:: Instructions for the task ::
Search the records for the string "street" and copy every line in which it appears.

(Extracted information Opens)

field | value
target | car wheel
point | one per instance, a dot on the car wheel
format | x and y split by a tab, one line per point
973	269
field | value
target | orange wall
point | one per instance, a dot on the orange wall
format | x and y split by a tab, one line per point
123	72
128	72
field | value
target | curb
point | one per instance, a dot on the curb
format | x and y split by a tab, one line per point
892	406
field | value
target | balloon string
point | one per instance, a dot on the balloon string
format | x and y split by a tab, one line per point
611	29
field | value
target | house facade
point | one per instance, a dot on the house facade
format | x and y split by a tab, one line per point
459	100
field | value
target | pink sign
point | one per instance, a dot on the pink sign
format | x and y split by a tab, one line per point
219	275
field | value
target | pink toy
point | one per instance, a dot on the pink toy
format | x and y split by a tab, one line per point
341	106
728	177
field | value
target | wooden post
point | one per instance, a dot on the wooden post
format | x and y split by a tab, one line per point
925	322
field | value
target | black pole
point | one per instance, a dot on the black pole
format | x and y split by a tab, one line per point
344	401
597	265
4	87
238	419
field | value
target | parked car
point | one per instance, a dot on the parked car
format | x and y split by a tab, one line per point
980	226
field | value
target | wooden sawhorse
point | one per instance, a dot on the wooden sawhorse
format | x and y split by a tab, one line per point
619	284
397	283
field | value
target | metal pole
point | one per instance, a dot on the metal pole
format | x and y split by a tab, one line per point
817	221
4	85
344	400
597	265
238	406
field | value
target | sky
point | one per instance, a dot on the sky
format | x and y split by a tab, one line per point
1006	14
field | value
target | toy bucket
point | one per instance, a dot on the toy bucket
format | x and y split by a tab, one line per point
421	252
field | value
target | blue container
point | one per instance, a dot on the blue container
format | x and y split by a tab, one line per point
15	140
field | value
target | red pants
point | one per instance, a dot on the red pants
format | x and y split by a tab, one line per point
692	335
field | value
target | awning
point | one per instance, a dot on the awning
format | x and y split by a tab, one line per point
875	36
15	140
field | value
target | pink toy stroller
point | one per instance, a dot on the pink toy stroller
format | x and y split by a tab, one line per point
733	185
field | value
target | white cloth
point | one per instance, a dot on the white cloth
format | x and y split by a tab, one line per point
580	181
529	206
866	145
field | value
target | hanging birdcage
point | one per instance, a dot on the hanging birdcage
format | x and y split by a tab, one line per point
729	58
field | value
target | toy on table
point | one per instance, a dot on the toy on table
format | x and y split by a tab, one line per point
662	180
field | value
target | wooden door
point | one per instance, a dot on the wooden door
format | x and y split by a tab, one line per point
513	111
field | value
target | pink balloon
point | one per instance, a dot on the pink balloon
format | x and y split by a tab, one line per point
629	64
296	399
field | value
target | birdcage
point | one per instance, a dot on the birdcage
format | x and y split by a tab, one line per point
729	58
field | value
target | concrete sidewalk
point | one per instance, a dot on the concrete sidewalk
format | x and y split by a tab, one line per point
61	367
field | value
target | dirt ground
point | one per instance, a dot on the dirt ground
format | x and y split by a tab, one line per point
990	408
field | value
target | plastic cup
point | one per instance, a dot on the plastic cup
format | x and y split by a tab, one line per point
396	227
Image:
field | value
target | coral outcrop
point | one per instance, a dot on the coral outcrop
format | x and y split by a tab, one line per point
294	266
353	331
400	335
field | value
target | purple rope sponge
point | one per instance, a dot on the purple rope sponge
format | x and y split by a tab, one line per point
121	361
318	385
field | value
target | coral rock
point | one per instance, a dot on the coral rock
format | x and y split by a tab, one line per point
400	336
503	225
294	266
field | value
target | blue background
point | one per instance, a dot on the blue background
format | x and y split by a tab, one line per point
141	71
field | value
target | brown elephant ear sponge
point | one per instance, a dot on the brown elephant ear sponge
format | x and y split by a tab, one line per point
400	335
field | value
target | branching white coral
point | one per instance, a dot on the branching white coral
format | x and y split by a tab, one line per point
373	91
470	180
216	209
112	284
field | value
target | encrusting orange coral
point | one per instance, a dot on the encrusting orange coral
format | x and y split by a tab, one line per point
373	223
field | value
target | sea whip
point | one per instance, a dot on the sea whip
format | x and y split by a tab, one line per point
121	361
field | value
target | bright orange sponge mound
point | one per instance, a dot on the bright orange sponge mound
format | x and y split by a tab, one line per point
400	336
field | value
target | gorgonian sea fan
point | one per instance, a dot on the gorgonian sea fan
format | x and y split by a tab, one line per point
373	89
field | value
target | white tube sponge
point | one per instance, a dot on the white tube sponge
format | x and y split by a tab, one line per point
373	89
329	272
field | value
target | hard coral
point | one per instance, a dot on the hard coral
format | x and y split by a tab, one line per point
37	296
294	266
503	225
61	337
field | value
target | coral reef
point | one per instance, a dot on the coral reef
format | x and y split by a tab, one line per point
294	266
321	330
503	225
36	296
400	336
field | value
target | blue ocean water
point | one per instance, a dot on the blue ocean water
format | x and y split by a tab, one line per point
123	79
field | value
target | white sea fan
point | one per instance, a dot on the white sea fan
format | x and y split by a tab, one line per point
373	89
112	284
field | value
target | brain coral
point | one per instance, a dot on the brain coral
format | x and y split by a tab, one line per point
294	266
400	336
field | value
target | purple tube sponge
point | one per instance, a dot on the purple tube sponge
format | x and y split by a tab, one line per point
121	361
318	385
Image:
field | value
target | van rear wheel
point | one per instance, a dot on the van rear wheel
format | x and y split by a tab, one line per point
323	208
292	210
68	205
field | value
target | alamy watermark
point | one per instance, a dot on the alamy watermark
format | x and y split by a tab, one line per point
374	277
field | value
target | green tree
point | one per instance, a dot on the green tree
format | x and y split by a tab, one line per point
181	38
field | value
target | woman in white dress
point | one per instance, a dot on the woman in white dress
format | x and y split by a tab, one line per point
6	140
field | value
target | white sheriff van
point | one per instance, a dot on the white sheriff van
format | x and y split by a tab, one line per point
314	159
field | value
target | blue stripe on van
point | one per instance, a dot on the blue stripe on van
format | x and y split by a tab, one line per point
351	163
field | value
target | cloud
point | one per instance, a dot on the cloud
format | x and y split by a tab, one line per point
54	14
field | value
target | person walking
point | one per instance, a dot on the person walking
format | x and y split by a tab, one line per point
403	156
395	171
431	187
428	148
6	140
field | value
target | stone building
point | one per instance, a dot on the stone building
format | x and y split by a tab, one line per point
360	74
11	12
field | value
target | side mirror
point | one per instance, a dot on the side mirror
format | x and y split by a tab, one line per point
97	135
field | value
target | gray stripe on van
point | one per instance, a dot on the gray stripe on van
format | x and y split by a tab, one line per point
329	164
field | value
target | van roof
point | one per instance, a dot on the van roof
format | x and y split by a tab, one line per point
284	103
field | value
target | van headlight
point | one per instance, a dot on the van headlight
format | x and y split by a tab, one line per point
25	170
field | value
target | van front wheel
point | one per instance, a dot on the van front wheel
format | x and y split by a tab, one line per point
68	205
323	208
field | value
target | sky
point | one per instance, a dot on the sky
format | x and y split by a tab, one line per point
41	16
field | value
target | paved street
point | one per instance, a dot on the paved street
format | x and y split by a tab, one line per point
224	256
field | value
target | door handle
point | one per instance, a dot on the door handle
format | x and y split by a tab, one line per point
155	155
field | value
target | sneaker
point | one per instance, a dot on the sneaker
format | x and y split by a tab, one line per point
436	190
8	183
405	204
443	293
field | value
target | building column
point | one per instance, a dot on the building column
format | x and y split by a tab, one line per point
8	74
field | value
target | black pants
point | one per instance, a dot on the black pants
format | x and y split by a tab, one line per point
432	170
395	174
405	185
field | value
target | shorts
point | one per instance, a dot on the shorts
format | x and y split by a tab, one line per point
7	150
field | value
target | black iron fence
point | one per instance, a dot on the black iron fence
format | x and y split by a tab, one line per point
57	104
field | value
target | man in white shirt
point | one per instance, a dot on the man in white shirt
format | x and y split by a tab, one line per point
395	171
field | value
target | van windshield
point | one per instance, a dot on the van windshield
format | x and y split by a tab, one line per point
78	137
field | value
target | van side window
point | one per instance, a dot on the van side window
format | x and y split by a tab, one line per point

(Extracted information Closes)

:: Completed exercise ::
target | paved street
point | one per instance, a dot on the paved street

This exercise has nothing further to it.